Write the data out again, exactly as given.

··· RECORDS FOR THIS TASK

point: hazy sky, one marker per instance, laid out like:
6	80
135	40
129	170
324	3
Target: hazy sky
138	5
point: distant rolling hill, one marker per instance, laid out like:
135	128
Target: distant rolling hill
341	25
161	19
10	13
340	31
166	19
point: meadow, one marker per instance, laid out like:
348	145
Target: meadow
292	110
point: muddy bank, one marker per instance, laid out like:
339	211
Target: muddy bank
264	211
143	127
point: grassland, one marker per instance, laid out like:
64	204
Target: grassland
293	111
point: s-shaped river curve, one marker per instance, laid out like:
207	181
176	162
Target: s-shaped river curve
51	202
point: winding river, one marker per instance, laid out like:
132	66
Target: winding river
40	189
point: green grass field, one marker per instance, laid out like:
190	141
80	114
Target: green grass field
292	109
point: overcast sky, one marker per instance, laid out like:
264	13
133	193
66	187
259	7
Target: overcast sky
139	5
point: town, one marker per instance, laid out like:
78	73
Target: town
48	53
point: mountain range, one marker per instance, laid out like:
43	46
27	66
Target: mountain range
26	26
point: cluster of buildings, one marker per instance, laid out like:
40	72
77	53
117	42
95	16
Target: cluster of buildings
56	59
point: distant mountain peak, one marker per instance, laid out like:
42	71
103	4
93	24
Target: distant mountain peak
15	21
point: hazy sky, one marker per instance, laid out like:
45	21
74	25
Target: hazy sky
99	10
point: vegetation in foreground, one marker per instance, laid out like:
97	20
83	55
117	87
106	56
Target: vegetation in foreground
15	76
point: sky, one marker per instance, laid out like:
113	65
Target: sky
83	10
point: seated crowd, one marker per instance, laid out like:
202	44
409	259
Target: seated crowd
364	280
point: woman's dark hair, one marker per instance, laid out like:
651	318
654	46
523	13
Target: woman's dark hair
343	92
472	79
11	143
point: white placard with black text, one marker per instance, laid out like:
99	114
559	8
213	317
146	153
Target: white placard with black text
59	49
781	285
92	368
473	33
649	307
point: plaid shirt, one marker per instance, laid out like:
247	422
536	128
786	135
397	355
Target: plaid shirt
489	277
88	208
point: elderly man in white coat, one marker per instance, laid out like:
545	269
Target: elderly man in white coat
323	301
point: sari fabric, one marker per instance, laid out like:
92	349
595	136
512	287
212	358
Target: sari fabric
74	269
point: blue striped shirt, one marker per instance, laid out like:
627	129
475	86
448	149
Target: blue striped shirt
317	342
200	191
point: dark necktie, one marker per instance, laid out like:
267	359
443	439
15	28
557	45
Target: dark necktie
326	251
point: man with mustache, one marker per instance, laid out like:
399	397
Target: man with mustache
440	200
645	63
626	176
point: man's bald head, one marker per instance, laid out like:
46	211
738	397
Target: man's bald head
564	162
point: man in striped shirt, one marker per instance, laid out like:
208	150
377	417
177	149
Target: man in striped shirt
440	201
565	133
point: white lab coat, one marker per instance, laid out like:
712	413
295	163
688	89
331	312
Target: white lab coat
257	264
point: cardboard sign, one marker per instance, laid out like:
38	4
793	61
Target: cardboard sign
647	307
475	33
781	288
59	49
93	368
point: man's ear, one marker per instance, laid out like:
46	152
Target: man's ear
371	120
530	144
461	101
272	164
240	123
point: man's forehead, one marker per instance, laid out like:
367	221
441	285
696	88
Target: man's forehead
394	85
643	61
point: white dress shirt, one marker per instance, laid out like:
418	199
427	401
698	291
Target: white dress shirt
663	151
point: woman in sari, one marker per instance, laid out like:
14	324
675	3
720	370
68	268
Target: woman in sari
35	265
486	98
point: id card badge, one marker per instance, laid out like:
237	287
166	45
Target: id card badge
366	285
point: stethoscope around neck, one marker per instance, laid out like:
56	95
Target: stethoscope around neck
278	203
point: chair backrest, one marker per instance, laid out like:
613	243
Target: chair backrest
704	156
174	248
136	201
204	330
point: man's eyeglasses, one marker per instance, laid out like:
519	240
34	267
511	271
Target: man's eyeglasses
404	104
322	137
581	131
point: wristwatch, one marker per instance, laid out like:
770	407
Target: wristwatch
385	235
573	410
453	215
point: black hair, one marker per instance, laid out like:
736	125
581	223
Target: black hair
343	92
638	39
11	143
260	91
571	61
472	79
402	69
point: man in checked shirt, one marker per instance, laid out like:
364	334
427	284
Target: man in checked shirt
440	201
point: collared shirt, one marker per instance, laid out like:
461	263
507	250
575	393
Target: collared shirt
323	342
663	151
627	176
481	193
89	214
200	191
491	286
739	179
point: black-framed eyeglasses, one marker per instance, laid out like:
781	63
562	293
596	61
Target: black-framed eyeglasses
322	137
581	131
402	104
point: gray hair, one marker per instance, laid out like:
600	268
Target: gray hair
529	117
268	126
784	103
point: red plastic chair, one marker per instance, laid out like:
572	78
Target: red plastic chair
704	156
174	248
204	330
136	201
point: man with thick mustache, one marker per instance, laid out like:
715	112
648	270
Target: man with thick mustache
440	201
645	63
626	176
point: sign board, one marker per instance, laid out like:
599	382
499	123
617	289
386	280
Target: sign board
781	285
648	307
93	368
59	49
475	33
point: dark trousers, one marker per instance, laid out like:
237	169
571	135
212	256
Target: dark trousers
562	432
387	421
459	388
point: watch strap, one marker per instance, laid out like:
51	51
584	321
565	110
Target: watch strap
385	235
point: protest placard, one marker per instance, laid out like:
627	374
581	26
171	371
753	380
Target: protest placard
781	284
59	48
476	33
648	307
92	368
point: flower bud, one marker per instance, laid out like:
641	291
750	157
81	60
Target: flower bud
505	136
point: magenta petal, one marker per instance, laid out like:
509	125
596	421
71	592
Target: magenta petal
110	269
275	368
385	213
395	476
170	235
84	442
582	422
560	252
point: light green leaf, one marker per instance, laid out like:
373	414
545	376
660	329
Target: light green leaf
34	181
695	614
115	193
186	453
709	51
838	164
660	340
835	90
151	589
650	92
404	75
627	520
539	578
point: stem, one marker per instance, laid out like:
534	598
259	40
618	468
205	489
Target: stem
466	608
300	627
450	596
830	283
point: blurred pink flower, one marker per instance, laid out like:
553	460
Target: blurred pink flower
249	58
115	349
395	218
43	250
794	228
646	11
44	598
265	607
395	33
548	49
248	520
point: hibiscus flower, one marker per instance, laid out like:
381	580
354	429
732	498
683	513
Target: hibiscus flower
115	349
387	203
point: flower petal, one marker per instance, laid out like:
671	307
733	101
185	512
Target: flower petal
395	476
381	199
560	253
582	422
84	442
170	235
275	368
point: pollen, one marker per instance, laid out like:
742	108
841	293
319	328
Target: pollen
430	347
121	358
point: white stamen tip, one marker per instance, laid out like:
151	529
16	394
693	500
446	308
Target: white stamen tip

······

RESPONSE FOR THIS EXERCISE >>
point: hazy sky, one marker per instance, laid out like:
6	80
135	40
129	170
324	3
Target: hazy sky
138	5
point: distant rolling hill, one marker per instance, laid out like:
135	128
Target: distant rolling hill
341	25
161	19
10	13
340	31
166	19
point: meadow, one marker per instance, laid out like:
348	145
Target: meadow
292	110
point: muddy bank, one marker per instance, laid out like:
339	211
Target: muddy bank
264	211
143	127
point: grassland, one marker per instance, laid out like:
64	204
Target: grassland
293	111
point: s-shaped river curve, one marker per instance, laid out like:
207	181
176	162
Target: s-shaped river curve
51	202
point: winding river, one marker per instance, laid out like:
132	66
Target: winding river
40	189
point: green grass field, one marker per instance, laid out like:
190	141
80	114
Target: green grass field
292	109
point: overcast sky, one marker per instance, laid out like:
264	13
133	193
66	187
259	7
Target: overcast sky
139	5
point: town, one marker per instance, laid out like:
78	73
Target: town
48	53
point: mountain range, one marker per instance, laid out like:
43	46
27	66
Target: mountain range
26	26
point: cluster of buildings, one marker per instance, laid out like:
40	72
77	53
117	42
95	16
Target: cluster of buildings
56	59
point: distant mountain peak, one marker per instance, laid out like:
42	71
103	4
93	24
Target: distant mountain peak
15	21
point: hazy sky, one marker per instance, laid out like:
45	21
74	25
Target: hazy sky
99	10
point: vegetation in foreground, one marker per instance, laid out like:
97	20
83	55
117	87
106	56
Target: vegetation in foreground
15	76
point: sky, one marker per instance, laid out like:
113	65
Target: sky
83	10
point: seated crowd, one marker per instance, laid out like:
202	44
409	259
Target: seated crowd
364	280
point: woman's dark hair, one marker per instance, laid out like:
651	318
654	46
523	13
Target: woman's dark hair
343	92
472	79
11	143
point: white placard with black text, one marker per instance, laid out like:
99	114
559	8
213	317
146	153
Target: white placard with black text
59	49
781	285
92	368
473	33
649	307
point: plaid shirt, one marker per instance, laid out like:
247	422
536	128
786	135
397	355
Target: plaid shirt
489	277
88	208
point: elderly man in white coat, one marker per instance, laid out like:
545	269
Target: elderly man in white coat
323	301
point: sari fabric, one marker per instance, laid out like:
92	349
595	136
512	287
212	358
Target: sari fabric
74	269
point: blue striped shirt, one marker per instance, laid out like:
627	129
475	86
448	149
Target: blue striped shirt
317	342
200	191
point: dark necktie, one marker per instance, laid out like:
267	359
443	439
15	28
557	45
Target: dark necktie
326	251
point: man with mustache, one marker per instance, laid out like:
399	397
Target: man with mustache
440	200
645	63
626	176
point: man's bald head, one marker per instance, laid out like:
46	211
738	397
Target: man's bald head
564	162
point: man in striped shirt, one marker per instance, laid out like:
208	150
377	417
177	149
Target: man in striped shirt
440	201
565	133
point: white lab coat, one marker per instance, laid out like:
712	413
295	163
688	89
331	312
Target: white lab coat
257	264
point: cardboard sign, one marker per instance, laid out like:
38	4
793	61
Target: cardboard sign
647	307
475	33
781	288
59	49
93	368
point: man's ear, one marker per instance, laid out like:
46	152
Target: man's ear
371	120
530	144
461	101
272	164
240	123
point: man's forehead, one marker per instance, laid out like:
367	221
441	285
696	88
Target: man's forehead
394	85
643	61
point: white dress shirt, one marker per instance, laid out like:
418	199
427	401
698	291
Target: white dress shirt
663	151
point: woman in sari, one marker per instance, laid out like:
14	324
675	3
720	370
68	268
Target: woman in sari
35	265
486	98
point: id card badge, one marker per instance, laid out like:
237	287
166	45
Target: id card badge
366	285
point: stethoscope around neck, one marker per instance, laid out like:
56	95
Target: stethoscope around neck
278	203
point: chair backrest, one marker per instance, laid out like:
613	243
Target: chair backrest
704	156
174	248
136	201
204	330
point: man's eyeglasses, one marker per instance, laid out like:
519	240
34	267
511	271
Target: man's eyeglasses
404	104
322	137
581	131
point: wristwatch, one marker per instance, laid out like:
770	407
Target: wristwatch
385	235
573	410
453	215
point: black hair, one marker per instance, laid out like:
736	125
581	223
Target: black hair
343	92
638	39
11	143
260	91
571	61
472	79
402	69
point: man in checked shirt, one marker per instance, laid out like:
364	334
427	284
Target: man in checked shirt
440	201
point: collared shirt, one marker per instance, laid out like:
461	263
507	250
575	393
Target: collared shirt
323	342
663	151
627	176
481	193
89	214
200	191
491	286
739	179
point: black-framed eyeglasses, one marker per instance, laid out like:
781	63
562	293
596	61
Target: black-framed eyeglasses
322	137
581	131
402	104
point: gray hair, one marker per instance, laid out like:
600	268
Target: gray hair
529	117
268	126
784	103
point: red plastic chair, one marker per instance, laid out like:
572	78
Target: red plastic chair
704	156
174	248
204	330
136	201
point: man with thick mustache, one marker per instance, laid out like:
715	112
648	270
Target: man with thick mustache
440	201
645	63
626	176
point: sign board, one marker per instance, laid out like:
599	382
499	123
617	289
386	280
Target: sign board
781	285
648	307
93	368
59	49
475	33
point: dark trousers, one marker per instance, laid out like:
237	169
571	135
212	256
Target: dark trousers
562	432
387	421
459	388
point: watch strap, one marker per instance, laid out like:
51	51
584	321
565	110
Target: watch strap
385	235
point: protest placard, one marker per instance, laid out like:
627	374
581	26
171	371
753	380
Target: protest placard
781	284
59	48
476	33
648	307
92	368
point: flower bud, one marker per instance, laid out like:
641	291
750	157
81	60
Target: flower bud
505	136
point: magenta petal, one marker per instance, laid out like:
509	125
596	421
71	592
Target: magenta petal
110	269
275	368
385	213
395	476
170	235
84	442
582	422
560	252
point: light green leaf, one marker per instance, laid out like:
373	414
545	376
660	329
Target: light green leaf
34	181
695	614
115	193
186	453
709	51
838	164
660	340
835	90
151	589
650	92
404	75
627	520
539	578
point: stem, one marker per instance, laid out like:
534	598
259	40
618	468
205	489
Target: stem
466	608
300	627
450	596
830	283
point: blurred pink flower, one marker per instance, laid out like:
553	460
Target: blurred pink flower
249	58
115	349
395	218
43	250
794	228
646	11
44	598
265	607
395	33
548	49
248	520
point: hibiscus flower, one marker per instance, laid out like:
381	580
354	429
732	498
683	513
Target: hibiscus flower
115	349
387	203
point: flower petal, one marker per instance, laid out like:
671	307
733	101
185	512
Target: flower petal
395	476
381	199
560	253
582	422
84	442
170	235
275	368
point: pollen, one marker per instance, laid out like:
742	108
841	293
319	328
Target: pollen
430	347
121	358
point: white stamen tip, one marker per instance, laid out like:
151	529
16	394
693	500
446	308
Target: white stamen tip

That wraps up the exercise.